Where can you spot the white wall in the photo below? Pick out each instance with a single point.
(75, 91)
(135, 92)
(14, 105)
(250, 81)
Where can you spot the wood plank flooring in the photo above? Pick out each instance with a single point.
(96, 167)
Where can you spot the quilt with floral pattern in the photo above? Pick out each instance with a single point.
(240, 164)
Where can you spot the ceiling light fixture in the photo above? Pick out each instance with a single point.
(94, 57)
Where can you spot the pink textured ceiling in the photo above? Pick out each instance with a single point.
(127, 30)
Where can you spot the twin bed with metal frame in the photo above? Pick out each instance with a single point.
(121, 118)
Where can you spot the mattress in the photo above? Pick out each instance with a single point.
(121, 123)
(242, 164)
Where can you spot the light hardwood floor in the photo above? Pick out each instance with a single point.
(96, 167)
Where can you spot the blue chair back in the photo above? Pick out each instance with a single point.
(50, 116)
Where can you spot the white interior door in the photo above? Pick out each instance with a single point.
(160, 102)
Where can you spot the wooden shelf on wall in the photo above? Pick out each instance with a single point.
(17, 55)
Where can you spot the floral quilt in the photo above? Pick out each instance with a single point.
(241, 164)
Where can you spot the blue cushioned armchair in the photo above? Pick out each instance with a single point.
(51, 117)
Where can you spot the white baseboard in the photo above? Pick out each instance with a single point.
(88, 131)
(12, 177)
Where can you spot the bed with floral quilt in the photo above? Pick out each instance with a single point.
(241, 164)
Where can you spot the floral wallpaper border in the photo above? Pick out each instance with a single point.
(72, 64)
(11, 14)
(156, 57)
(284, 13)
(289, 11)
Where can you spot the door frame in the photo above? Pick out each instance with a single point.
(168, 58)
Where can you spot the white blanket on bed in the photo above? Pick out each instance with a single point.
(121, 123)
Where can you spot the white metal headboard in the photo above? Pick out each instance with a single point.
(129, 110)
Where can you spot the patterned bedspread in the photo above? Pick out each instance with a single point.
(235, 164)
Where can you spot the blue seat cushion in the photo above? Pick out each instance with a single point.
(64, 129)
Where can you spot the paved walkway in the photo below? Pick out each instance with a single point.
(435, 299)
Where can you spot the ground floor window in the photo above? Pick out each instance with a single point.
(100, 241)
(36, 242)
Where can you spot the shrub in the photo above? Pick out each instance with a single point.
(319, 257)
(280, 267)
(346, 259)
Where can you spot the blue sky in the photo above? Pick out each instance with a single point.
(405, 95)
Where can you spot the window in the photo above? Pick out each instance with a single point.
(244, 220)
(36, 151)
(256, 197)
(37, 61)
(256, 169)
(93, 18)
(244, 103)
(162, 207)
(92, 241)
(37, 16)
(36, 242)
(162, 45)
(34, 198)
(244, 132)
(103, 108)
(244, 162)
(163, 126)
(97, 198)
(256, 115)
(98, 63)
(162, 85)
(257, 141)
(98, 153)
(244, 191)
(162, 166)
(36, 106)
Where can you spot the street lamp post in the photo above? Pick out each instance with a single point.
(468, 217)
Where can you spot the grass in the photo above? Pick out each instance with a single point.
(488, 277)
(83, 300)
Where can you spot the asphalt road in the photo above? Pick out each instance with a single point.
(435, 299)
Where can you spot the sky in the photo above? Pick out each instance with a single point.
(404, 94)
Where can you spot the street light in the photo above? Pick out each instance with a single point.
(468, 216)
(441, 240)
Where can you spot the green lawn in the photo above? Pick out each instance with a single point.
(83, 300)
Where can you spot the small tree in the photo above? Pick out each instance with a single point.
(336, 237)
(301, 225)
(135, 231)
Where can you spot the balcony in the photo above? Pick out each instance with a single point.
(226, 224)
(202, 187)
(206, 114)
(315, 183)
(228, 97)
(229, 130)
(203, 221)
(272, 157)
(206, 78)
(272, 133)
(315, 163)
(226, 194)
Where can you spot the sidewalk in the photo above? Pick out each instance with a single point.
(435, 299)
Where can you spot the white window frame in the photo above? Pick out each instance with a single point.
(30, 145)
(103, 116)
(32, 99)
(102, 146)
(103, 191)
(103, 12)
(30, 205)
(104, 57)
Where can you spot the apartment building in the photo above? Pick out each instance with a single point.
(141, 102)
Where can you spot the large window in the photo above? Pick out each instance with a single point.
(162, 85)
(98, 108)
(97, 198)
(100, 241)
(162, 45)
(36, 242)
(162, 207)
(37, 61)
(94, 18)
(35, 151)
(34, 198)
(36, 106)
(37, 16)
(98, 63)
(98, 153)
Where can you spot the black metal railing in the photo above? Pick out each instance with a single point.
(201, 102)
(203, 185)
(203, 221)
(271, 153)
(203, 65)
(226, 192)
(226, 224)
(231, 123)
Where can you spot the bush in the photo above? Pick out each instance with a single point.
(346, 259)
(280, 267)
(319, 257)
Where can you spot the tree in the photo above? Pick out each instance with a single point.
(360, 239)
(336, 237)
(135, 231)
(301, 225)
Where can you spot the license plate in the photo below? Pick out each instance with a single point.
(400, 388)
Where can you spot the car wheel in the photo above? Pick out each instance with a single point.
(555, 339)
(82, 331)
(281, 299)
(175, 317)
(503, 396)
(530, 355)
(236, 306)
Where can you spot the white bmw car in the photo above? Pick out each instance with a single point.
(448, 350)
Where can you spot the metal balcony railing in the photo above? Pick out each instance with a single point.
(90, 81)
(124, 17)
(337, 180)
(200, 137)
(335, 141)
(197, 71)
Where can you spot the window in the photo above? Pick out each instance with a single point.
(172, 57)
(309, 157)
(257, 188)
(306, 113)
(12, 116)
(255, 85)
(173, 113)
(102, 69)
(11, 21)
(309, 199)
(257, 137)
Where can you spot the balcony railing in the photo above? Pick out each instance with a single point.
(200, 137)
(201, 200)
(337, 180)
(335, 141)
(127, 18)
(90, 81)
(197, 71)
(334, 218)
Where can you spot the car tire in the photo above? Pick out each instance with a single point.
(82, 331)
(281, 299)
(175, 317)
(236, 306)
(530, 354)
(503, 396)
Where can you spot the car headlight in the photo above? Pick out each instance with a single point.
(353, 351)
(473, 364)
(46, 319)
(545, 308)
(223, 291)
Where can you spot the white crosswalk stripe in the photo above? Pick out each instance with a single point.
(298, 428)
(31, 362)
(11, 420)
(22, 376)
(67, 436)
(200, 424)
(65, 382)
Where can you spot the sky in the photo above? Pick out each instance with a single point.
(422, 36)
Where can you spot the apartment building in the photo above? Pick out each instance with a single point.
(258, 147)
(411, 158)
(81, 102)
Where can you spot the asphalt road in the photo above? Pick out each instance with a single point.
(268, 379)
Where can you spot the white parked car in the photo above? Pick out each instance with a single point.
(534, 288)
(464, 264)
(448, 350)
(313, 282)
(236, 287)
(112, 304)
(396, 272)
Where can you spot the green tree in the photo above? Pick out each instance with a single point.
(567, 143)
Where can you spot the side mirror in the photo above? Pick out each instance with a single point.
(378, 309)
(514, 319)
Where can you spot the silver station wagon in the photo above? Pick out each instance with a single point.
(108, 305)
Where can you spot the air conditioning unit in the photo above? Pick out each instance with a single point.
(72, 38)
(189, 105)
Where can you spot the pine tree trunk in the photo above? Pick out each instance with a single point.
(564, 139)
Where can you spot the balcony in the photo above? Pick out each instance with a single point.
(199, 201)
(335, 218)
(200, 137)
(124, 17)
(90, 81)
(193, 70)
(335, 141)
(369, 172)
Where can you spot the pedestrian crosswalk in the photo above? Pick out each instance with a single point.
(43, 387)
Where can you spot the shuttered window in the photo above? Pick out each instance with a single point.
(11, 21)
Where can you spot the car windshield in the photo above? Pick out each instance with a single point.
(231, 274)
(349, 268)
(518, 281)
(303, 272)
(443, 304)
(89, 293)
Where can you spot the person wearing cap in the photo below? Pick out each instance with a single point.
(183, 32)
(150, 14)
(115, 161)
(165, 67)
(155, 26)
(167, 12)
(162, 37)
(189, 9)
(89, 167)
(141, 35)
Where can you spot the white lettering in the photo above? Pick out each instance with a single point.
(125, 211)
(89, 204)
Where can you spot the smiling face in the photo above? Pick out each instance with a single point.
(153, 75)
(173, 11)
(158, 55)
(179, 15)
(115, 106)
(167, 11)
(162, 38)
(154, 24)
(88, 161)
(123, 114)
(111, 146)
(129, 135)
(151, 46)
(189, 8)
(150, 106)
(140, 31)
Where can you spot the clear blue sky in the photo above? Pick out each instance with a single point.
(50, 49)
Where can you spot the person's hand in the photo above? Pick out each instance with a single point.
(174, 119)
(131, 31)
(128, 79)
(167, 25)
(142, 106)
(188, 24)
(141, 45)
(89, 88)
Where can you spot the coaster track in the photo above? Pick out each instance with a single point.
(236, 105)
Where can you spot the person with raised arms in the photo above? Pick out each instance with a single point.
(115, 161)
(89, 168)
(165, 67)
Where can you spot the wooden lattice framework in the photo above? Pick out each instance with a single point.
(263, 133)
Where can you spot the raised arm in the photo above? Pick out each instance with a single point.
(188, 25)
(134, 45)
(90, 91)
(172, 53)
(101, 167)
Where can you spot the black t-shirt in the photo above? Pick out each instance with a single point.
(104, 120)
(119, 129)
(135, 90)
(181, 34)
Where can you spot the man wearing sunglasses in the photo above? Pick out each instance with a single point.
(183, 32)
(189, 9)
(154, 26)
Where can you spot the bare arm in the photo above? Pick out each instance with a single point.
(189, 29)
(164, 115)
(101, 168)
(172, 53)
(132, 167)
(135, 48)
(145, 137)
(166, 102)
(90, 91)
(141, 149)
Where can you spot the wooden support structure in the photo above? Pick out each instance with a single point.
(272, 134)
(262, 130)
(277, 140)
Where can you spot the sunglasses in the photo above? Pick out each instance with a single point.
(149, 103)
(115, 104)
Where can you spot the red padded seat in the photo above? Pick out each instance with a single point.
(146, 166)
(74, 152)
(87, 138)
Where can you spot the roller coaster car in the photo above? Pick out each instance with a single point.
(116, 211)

********

▸ **Your task**: Every line from the one containing "Where can you spot the raised" through the last line of the entries must be written out verbatim, and no other line.

▸ **Written response**:
Where can you spot the raised arm in the photo above? Pick out each instance with a single point.
(188, 25)
(134, 45)
(90, 91)
(172, 53)
(101, 167)
Where can you spot the black t-shirt in the photo above? Pick out each instance with a single point.
(104, 120)
(119, 129)
(135, 90)
(181, 34)
Where can you spot the man wearing sunglasses in the photo above? Pick out each instance with a single point.
(183, 32)
(189, 9)
(154, 26)
Where can you spot the bare arm in the photo above? Pick out each instance with a single point.
(189, 29)
(164, 115)
(101, 168)
(172, 53)
(132, 167)
(135, 48)
(145, 137)
(166, 102)
(90, 91)
(141, 149)
Where can you spot the wooden support structure in the photo above? Pick out each instance with a single point.
(272, 134)
(262, 130)
(277, 140)
Where can you spot the sunglasses in the photo above? Pick out each instance with a single point.
(149, 103)
(115, 104)
Where can you spot the red padded seat in the photo above? Pick out each instance with a single point.
(146, 166)
(74, 152)
(87, 138)
Where can you spot the roller coaster car in the photo above? Pick out each instance with a single point.
(116, 211)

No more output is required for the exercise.